Excerpts from point annotation data:
## Start

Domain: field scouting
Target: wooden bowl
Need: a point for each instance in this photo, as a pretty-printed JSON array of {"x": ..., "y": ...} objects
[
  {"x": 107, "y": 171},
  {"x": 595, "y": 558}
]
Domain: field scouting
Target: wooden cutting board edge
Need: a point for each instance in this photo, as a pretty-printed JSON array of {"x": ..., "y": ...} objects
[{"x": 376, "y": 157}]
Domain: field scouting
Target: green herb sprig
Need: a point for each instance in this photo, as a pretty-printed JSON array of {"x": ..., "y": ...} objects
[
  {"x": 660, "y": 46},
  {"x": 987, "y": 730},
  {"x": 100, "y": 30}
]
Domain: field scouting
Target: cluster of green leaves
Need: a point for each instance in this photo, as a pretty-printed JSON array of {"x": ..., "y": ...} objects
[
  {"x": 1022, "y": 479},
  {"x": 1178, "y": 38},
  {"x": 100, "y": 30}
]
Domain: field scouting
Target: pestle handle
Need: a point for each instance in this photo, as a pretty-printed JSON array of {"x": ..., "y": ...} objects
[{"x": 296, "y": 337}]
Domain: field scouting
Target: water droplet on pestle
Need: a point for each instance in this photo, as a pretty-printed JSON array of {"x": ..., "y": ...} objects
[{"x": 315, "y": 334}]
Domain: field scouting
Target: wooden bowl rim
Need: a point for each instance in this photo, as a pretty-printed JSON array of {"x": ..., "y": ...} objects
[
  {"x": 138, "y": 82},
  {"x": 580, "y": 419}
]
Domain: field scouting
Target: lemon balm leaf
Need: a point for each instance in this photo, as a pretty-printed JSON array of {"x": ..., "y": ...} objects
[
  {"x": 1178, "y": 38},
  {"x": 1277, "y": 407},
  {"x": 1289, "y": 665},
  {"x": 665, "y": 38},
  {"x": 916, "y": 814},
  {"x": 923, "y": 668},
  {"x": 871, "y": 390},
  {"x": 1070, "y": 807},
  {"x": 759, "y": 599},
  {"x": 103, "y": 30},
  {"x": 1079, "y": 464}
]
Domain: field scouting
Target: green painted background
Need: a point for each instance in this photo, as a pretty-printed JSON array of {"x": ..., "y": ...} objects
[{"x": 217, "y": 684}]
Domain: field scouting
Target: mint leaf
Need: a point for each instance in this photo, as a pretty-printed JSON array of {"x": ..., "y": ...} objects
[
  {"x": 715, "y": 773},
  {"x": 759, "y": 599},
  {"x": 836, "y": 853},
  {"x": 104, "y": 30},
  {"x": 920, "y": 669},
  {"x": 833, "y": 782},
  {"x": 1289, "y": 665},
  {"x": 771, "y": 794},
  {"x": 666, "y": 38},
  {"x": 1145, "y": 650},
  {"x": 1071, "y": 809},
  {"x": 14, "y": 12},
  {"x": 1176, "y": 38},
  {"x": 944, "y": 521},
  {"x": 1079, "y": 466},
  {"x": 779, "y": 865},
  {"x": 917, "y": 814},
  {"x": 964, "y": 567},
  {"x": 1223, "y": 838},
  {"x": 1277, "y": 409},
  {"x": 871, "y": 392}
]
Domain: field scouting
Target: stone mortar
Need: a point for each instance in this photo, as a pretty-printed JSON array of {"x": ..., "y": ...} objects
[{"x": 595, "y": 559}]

## End
## Start

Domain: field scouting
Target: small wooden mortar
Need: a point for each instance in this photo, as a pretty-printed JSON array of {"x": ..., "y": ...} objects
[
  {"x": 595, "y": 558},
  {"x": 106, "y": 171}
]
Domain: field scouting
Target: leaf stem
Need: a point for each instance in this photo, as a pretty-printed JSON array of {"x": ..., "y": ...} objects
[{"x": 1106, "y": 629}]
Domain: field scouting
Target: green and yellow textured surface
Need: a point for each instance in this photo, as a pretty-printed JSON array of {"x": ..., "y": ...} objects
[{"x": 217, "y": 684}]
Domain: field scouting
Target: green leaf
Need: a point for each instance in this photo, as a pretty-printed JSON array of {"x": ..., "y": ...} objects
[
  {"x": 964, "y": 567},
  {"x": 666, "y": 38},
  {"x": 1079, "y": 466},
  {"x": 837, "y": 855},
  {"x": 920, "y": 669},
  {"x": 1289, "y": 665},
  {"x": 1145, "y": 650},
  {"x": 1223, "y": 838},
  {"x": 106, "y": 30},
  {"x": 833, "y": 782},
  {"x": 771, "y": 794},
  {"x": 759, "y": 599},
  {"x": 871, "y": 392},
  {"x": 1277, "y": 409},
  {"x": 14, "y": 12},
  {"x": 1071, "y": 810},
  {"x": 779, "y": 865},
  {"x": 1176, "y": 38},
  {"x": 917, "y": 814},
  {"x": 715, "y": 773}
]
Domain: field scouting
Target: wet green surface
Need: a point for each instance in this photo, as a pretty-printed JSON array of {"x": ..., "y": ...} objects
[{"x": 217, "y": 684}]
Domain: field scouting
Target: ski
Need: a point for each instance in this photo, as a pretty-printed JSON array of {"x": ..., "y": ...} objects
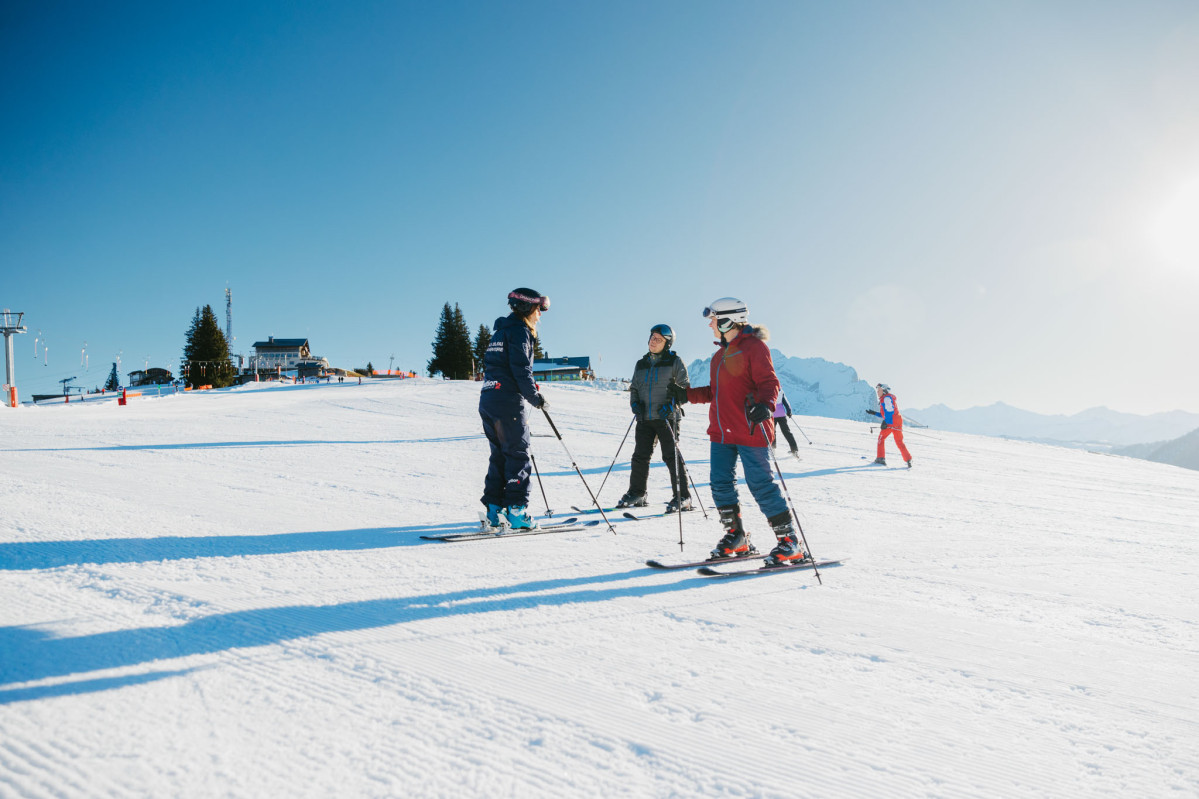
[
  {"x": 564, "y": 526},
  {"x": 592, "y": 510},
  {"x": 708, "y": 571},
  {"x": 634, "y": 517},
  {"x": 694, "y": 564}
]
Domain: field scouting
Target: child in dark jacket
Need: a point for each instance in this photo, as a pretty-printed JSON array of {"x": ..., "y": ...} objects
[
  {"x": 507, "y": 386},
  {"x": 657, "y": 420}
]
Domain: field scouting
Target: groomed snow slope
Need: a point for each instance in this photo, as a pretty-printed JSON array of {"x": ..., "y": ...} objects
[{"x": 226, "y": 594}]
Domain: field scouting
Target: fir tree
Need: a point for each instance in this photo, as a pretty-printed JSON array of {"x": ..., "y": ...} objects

## End
## Start

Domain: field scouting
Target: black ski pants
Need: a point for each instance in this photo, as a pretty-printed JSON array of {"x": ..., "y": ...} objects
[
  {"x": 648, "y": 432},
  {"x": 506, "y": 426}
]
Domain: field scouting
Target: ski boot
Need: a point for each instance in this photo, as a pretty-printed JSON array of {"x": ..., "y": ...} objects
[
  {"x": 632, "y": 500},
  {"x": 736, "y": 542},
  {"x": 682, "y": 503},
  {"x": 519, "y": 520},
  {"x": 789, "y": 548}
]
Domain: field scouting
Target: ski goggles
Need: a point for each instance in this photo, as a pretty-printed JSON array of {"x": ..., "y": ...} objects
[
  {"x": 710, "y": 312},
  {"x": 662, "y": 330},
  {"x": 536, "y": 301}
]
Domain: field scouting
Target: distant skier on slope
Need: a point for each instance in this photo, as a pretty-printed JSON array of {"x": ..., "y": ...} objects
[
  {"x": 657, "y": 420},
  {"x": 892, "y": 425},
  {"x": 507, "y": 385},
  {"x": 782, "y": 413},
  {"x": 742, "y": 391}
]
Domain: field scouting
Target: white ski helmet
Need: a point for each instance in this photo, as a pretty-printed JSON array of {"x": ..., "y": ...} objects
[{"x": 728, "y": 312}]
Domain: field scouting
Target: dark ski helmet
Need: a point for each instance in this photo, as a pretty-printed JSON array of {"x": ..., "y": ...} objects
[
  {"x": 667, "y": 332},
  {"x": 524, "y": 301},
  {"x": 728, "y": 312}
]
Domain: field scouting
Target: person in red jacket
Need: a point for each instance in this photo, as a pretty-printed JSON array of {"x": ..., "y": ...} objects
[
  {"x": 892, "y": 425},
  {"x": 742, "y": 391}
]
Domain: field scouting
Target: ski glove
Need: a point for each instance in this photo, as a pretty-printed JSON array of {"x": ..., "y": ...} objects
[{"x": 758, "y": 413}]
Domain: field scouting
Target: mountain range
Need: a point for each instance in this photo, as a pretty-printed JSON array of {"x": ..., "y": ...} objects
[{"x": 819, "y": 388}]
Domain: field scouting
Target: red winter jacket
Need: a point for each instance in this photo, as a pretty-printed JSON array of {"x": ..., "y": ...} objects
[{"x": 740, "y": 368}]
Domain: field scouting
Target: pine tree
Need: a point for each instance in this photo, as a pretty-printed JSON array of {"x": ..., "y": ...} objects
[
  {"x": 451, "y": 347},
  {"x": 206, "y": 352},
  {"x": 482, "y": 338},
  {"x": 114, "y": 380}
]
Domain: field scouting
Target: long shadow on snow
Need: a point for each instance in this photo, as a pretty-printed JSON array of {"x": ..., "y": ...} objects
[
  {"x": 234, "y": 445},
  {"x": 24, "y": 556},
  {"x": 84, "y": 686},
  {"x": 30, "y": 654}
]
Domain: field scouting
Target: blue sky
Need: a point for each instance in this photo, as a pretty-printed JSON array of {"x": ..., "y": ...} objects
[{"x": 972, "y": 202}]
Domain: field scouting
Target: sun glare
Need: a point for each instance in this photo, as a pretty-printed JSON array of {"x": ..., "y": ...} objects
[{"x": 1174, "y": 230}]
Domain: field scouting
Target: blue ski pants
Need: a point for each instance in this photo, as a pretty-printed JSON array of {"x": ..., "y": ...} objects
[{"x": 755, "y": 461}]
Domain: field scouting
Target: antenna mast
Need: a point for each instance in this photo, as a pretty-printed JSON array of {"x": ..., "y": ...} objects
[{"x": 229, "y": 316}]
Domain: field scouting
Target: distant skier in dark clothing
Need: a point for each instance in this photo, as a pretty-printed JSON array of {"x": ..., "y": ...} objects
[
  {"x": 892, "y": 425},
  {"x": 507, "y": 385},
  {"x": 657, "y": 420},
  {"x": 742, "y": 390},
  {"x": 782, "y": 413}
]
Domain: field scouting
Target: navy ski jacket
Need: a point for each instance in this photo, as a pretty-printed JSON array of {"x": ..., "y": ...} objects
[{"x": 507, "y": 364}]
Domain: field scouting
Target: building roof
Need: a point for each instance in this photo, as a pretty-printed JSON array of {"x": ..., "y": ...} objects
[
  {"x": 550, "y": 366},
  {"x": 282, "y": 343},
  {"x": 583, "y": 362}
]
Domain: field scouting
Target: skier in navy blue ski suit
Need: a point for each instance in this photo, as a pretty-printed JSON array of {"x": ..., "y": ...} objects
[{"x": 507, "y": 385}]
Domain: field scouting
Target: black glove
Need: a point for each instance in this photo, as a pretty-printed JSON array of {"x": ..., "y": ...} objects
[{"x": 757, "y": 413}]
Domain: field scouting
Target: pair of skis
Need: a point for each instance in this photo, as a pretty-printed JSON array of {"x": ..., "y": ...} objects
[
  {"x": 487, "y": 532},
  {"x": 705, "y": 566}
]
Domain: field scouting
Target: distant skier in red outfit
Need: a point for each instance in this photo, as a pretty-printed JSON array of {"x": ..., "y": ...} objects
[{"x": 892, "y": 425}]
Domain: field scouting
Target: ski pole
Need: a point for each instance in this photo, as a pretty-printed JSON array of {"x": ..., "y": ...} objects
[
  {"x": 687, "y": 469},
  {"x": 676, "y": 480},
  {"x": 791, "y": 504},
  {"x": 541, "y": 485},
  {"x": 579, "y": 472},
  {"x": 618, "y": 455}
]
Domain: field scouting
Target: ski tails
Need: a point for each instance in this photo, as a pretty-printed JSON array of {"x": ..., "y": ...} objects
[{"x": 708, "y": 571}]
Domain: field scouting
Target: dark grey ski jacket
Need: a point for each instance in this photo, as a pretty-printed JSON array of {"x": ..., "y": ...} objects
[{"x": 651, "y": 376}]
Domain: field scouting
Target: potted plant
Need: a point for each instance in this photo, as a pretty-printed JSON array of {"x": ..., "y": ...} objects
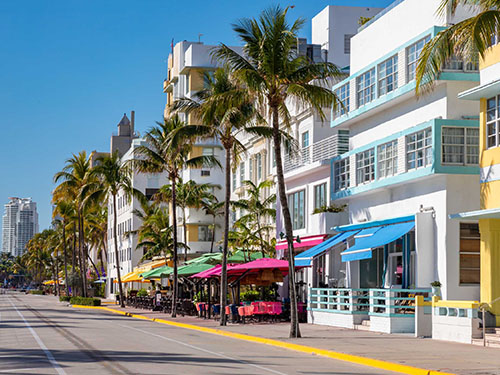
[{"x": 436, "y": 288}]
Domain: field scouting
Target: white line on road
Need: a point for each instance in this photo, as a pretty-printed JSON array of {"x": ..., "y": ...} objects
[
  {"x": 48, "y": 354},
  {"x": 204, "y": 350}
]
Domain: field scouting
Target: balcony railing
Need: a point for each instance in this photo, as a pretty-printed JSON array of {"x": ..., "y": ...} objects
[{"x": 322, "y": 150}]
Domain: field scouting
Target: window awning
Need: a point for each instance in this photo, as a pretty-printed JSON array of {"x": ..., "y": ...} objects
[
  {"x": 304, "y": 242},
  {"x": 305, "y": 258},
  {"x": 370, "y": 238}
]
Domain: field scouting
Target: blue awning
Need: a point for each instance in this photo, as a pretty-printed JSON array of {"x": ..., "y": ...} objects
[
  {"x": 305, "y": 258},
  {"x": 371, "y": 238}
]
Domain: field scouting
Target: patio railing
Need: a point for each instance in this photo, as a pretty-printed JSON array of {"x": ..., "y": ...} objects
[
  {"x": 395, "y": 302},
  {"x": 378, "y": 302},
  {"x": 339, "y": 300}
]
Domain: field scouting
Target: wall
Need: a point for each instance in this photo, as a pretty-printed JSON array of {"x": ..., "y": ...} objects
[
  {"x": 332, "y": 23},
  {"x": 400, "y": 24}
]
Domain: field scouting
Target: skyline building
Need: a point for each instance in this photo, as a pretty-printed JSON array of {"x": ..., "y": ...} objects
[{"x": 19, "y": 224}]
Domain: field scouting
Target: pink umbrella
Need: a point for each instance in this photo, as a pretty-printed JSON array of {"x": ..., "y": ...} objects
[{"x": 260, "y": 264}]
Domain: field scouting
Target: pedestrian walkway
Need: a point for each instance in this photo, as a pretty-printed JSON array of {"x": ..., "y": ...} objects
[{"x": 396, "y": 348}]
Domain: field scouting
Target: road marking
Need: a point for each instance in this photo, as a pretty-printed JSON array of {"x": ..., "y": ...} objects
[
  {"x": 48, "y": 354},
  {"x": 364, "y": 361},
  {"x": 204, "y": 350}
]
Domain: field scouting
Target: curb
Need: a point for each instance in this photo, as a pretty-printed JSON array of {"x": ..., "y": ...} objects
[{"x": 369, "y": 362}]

## End

■ **Exercise directions**
Select every line of the entries above that contains the word "road", and copy each one out in full.

■ **Result of this task**
Target: white line on road
Target: road marking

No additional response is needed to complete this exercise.